# Exercise objective
A faithful repeat of all the records, with no image kept, is the required answer.
--------
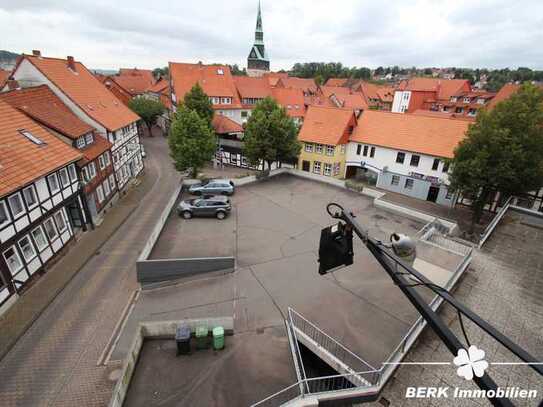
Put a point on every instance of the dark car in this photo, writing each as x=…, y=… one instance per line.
x=217, y=206
x=213, y=186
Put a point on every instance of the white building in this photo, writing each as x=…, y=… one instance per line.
x=405, y=153
x=91, y=102
x=40, y=200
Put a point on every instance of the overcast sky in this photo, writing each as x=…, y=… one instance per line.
x=147, y=34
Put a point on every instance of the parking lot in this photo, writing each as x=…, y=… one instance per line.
x=273, y=232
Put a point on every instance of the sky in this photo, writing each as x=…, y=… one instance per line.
x=148, y=34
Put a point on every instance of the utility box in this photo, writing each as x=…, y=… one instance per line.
x=201, y=337
x=218, y=338
x=182, y=339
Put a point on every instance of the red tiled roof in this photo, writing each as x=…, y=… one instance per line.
x=504, y=93
x=136, y=81
x=434, y=136
x=86, y=91
x=98, y=147
x=22, y=161
x=185, y=76
x=249, y=87
x=326, y=125
x=4, y=75
x=290, y=97
x=45, y=107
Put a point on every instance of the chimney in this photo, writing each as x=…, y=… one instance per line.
x=71, y=63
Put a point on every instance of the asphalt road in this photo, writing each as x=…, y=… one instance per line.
x=56, y=362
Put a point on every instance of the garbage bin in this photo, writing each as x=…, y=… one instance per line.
x=182, y=338
x=201, y=337
x=218, y=338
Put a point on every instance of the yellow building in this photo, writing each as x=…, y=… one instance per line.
x=324, y=137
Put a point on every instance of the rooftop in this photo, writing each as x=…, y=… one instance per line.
x=23, y=160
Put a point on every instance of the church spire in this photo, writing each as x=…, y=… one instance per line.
x=257, y=62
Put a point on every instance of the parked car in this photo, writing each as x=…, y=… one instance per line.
x=217, y=206
x=213, y=186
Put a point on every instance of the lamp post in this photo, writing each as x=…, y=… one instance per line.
x=336, y=250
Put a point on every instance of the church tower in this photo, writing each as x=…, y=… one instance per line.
x=257, y=62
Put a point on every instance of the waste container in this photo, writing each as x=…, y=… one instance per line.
x=201, y=337
x=218, y=338
x=182, y=338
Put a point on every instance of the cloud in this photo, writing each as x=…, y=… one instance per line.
x=363, y=33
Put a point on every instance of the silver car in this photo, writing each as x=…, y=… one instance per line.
x=216, y=206
x=213, y=187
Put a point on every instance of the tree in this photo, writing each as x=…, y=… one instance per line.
x=148, y=109
x=197, y=100
x=503, y=151
x=270, y=135
x=192, y=141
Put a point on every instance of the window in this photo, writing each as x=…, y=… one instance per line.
x=60, y=221
x=4, y=217
x=53, y=182
x=30, y=196
x=13, y=260
x=39, y=238
x=50, y=229
x=72, y=172
x=64, y=180
x=92, y=170
x=100, y=193
x=27, y=249
x=16, y=204
x=101, y=162
x=31, y=137
x=107, y=189
x=80, y=143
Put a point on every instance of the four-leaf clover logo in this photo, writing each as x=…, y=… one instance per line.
x=471, y=362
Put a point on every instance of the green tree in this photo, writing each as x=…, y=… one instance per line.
x=192, y=141
x=503, y=151
x=148, y=109
x=197, y=100
x=270, y=135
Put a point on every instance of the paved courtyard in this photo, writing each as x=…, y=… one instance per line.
x=273, y=232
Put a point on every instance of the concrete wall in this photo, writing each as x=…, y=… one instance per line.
x=155, y=271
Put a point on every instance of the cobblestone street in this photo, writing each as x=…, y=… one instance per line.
x=55, y=363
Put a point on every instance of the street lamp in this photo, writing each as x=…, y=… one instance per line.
x=336, y=250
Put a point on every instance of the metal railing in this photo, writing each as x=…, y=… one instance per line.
x=329, y=344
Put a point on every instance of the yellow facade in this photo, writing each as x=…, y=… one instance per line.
x=323, y=159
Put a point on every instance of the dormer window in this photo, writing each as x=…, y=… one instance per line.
x=31, y=137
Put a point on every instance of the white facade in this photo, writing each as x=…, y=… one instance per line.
x=125, y=141
x=401, y=101
x=34, y=225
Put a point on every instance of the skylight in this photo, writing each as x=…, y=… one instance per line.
x=31, y=137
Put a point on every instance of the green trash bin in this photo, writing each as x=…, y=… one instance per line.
x=218, y=338
x=201, y=337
--------
# Result of the task
Put a point on every instance of the dark car in this photo, writing each as x=…, y=… one instance per line.
x=217, y=206
x=213, y=186
Put a point on every instance of the white building in this photo, writing each as x=…, y=… one instance per line.
x=405, y=153
x=91, y=102
x=40, y=200
Put a point on every instance of the overcast sky in this photo, writing each as x=…, y=… one instance per line.
x=147, y=34
Put a point on every instance of the parking lot in this photo, writing each as x=…, y=… one instance per line.
x=273, y=232
Put a point on every instance of the sky in this photo, writing each as x=…, y=… one instance per line.
x=148, y=34
Put a point on every instance of the utility box in this photo, writing each as x=…, y=… one instance per line.
x=201, y=337
x=218, y=338
x=182, y=339
Put a point on every instance of the red tiled roof in this photo, writing each as x=…, y=… one instance per line.
x=504, y=93
x=136, y=81
x=434, y=136
x=86, y=91
x=98, y=147
x=22, y=161
x=185, y=76
x=249, y=87
x=326, y=125
x=4, y=75
x=290, y=97
x=45, y=107
Put a point on every instance of the chimney in this photo, writing each as x=…, y=… one instance per line.
x=71, y=63
Put a point on every instance of the asphalt road in this photo, writing each as x=…, y=… one instance per line.
x=56, y=362
Put a point on every instance of the garbage bin in this photo, writing each as x=…, y=… one instance per line.
x=182, y=338
x=201, y=337
x=218, y=338
Put a point on every instance of the yellow building in this photo, writing each as x=…, y=… one instance per line.
x=324, y=137
Put a point on every instance of the rooftop in this photo, writing each as x=…, y=… one instance per line.
x=23, y=160
Put a point on every instance of the church spire in this photo, writing each as x=…, y=… one instance per line.
x=257, y=62
Put a point on every instance of the parked car in this photo, writing each as x=…, y=… one instance per line.
x=217, y=206
x=213, y=186
Put a point on every instance of the lamp post in this photo, writing each as x=…, y=… one instance per line.
x=336, y=250
Put a point on every instance of the church tower in this photo, writing each as x=…, y=… one instance per line.
x=257, y=62
Put a point on every instance of the waste container in this photo, writing each as x=…, y=… one instance per line.
x=201, y=337
x=218, y=338
x=182, y=338
Put a point on every instance of the cloud in this photo, writing each as x=…, y=… one instance per line.
x=363, y=33
Put a point on every instance of the silver car in this photo, writing each as x=…, y=… one instance per line.
x=216, y=206
x=213, y=187
Put a point on every instance of the tree in this photo, writing each as x=…, y=… one instance per line.
x=148, y=109
x=197, y=100
x=503, y=151
x=270, y=135
x=192, y=141
Put a point on every instance of the window in this photo, writing each as x=…, y=… one instance per line.
x=60, y=221
x=4, y=217
x=53, y=182
x=30, y=196
x=13, y=260
x=39, y=238
x=50, y=229
x=72, y=172
x=64, y=180
x=92, y=170
x=100, y=193
x=27, y=249
x=16, y=204
x=101, y=162
x=31, y=137
x=107, y=189
x=80, y=143
Put a point on every instance of the four-leaf clover logo in this photo, writing each as x=…, y=… one instance per line.
x=471, y=362
Put a point on every instance of the green tree in this photo, writing each as x=…, y=… one instance per line.
x=192, y=141
x=503, y=151
x=148, y=109
x=197, y=100
x=270, y=135
Put a point on every instance of the paved courtyard in this photo, writing each as x=…, y=… one instance per line.
x=273, y=232
Put a point on every instance of the concrete wall in this photo, writing each as x=…, y=… one instance per line.
x=155, y=271
Put a point on every instance of the cobblestone street in this photo, writing each as x=…, y=… one instance per line.
x=55, y=363
Put a point on every instance of the street lamp in this photo, writing each as x=…, y=… one instance per line.
x=336, y=250
Put a point on every instance of the metal railing in this photo, writing each as x=…, y=… one instance per line.
x=329, y=344
Put a point on every instance of the yellow facade in this photo, writing each as x=…, y=… one instance per line.
x=323, y=159
Put a point on every instance of the dormer window in this photo, writing each as x=…, y=… one instance per line.
x=31, y=137
Put a point on every instance of the white facade in this photo, writing each as x=…, y=… one instance per line.
x=125, y=141
x=401, y=101
x=34, y=225
Put a point on every instance of the skylight in this photo, writing each as x=…, y=… one instance per line.
x=31, y=137
Put a point on every instance of the green trash bin in this photo, writing each as x=…, y=… one instance per line.
x=218, y=338
x=201, y=337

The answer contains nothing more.